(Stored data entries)
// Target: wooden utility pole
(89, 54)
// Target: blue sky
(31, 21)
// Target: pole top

# Prompt:
Reproduce all the data exactly. Include every line.

# Answer section:
// Target: wooden utility pole
(89, 54)
// Target: blue sky
(31, 21)
// Target: pole top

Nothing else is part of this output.